--- 문제 설명 ---
아래 자료의 모든 줄을 다시 쓰되, "Place a dot"를 모두 "Put a marker"로 바꾸고 나머지는 그대로 두십시오. 답에서 그림은 빼십시오.

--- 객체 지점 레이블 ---
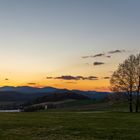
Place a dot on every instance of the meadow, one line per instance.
(70, 125)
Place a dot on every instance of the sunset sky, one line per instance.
(73, 44)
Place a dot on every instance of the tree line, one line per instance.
(125, 81)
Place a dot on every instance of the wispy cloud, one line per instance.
(98, 63)
(99, 55)
(6, 79)
(116, 51)
(69, 77)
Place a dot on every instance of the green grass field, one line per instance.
(69, 126)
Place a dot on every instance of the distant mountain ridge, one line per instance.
(26, 93)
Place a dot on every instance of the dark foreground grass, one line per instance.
(69, 126)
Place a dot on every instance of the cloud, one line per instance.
(76, 78)
(31, 83)
(98, 63)
(99, 55)
(84, 57)
(116, 51)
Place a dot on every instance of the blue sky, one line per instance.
(49, 37)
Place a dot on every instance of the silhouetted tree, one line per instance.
(137, 82)
(124, 78)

--- 작성 답안 ---
Put a marker on every instance of the meadow, one line per instance.
(70, 125)
Put a marker on every instance of the sunset sky, one line per instance.
(73, 44)
Put a marker on every instance of the tree line, one line per instance.
(125, 81)
Put a marker on every instance of the wispy cloud, one line per instance.
(98, 63)
(99, 55)
(6, 79)
(116, 51)
(69, 77)
Put a marker on every instance of the green grass field, one line per instance.
(69, 126)
Put a marker on every instance of the distant mountain ridge, one line per instance.
(26, 93)
Put a marker on every instance of the dark foreground grass, one line per instance.
(69, 126)
Put a marker on every instance of the cloud, one line per instance.
(76, 78)
(31, 83)
(98, 63)
(99, 55)
(84, 57)
(116, 51)
Put a marker on every instance of the blue sky, one line per instance.
(49, 37)
Put a marker on every instance of the silhouetted tree, one line per instance.
(137, 82)
(124, 78)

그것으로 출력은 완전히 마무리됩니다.